__Excerpt__:
============
Lactation cookies: how effective are they?

Lactation cookies: how effective are they?

Certain foods are believed to have galactagogue properties, such as brewer’s yeast, plantain flower, fennel, fenugreek, ginger, or lactation cookies, among many others. Although the scientific evidence for these products as galactagogues is limited and their effect is not proven (1), these products continue to be recommended to help increase breastmilk supply.

In recent years, cookies based on oats, brewer’s yeast, flaxseed, and fenugreek are being marketed, especially in the USA, with alleged galactagogue properties. A recent study published in The American Journal of Clinical Nutrition has assessed the effectiveness of these cookies by means of a randomized, controlled, blinded clinical trial (2).

This study included 176 women aged 18 to 45 years who were exclusively breastfeeding healthy, full-term, 2-month-old infants and who consumed such cookies daily for one month. The participants were assigned into two groups: a control group and an intervention group. Those in the intervention group were given a package of unlabeled lactation cookies daily. Those in the control group were given cookies without galactagogue components with a similar nutritional profile to the lactation cookies as a placebo.

To evaluate the effectiveness of the lactation cookies, they measured the milk supply rate before and after treatment using a validated milk expression protocol. They also measured the perceived lack of breastmilk and the breastfeeding self-efficacy score.

The results of the study show that after one month of consuming lactation cookies, there were no significant differences in the milk supply rate, in the perception of low breastmilk supply, or in breastfeeding self-efficacy using the validated BSES-SF scale (3).
============
__Records__:
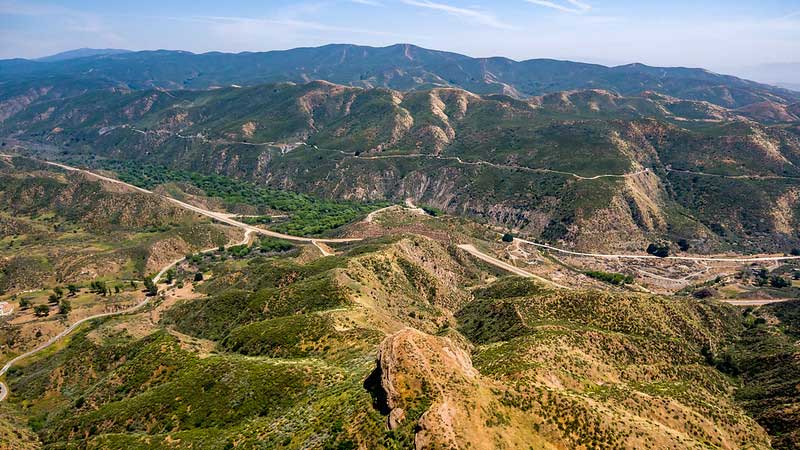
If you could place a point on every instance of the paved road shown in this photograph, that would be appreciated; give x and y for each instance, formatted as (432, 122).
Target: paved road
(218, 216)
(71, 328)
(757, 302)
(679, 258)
============
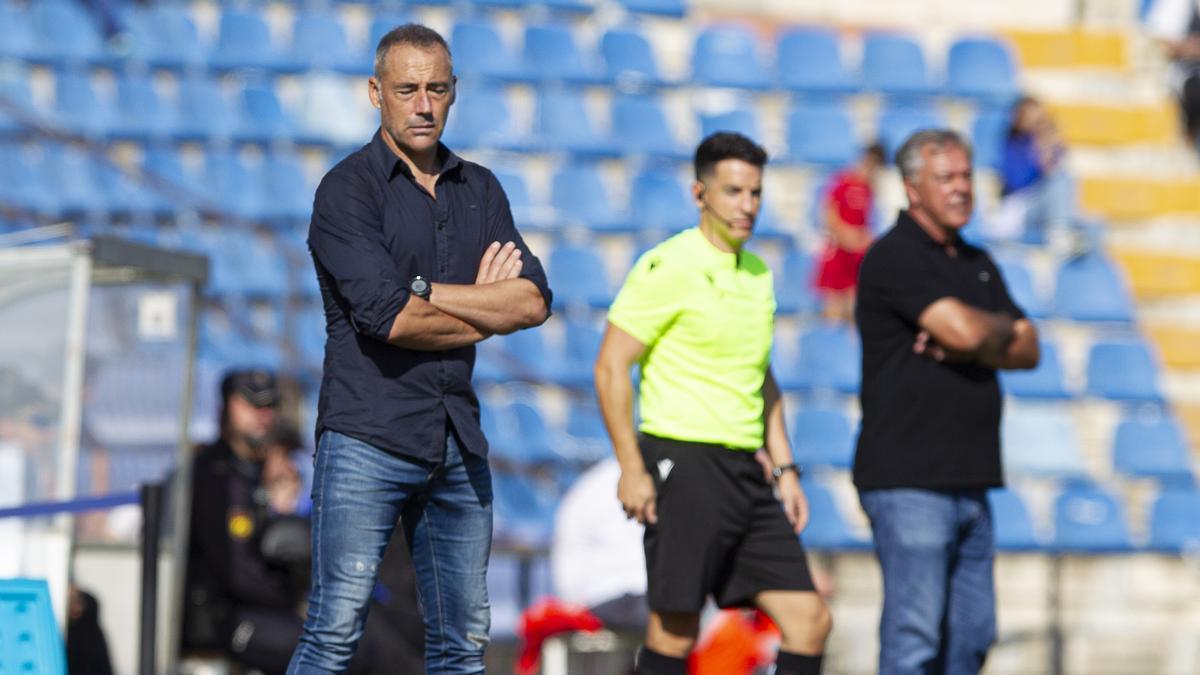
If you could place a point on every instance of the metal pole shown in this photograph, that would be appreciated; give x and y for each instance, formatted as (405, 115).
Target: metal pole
============
Pick up the article on lactation cookies after its last sentence and keep writing it. The data above have nothing to do with the rest of this.

__Exercise result__:
Therefore, these lactation cookies did not prove to be effective in increasing breastmilk supply.

This study lacks an assessment of infant growth and weight gain in the study month, which are important data when assessing hypogalactia or the sensation of a lack of breastmilk supply. Despite this and the small sample size, the study provides evidence that these types of products, which are usually expensive, are ineffective in increasing milk supply and may generate false hopes and unnecessary financial costs at a vulnerable time. In addition, the safety of consuming these products for the breastfeeding mother and baby has not been evaluated.


1. Foong S, Tan M, WC F, Marasco L, Ho J, Ong J. Oral galactagogues (natural therapies or drugs) for increasing breast milk production in mothers of non-hospitalised term infants. Cochrane database Syst Rev. 2020 May 18;5(5).

2. Palacios AM, Cardel MI, Parker E, Dickinson S, Houin VR, Young B, et al. Effectiveness of Lactation Cookies on Human milk production rates: A Randomized controlled trial. Am J Clin Nutr. 2023;

3. Dennis C. The breastfeeding self-efficacy scale: psychometric assessment of the short form. J Obstet Gynecol neonatal Nurs  JOGNN. 2003 Nov;32(6):734–44.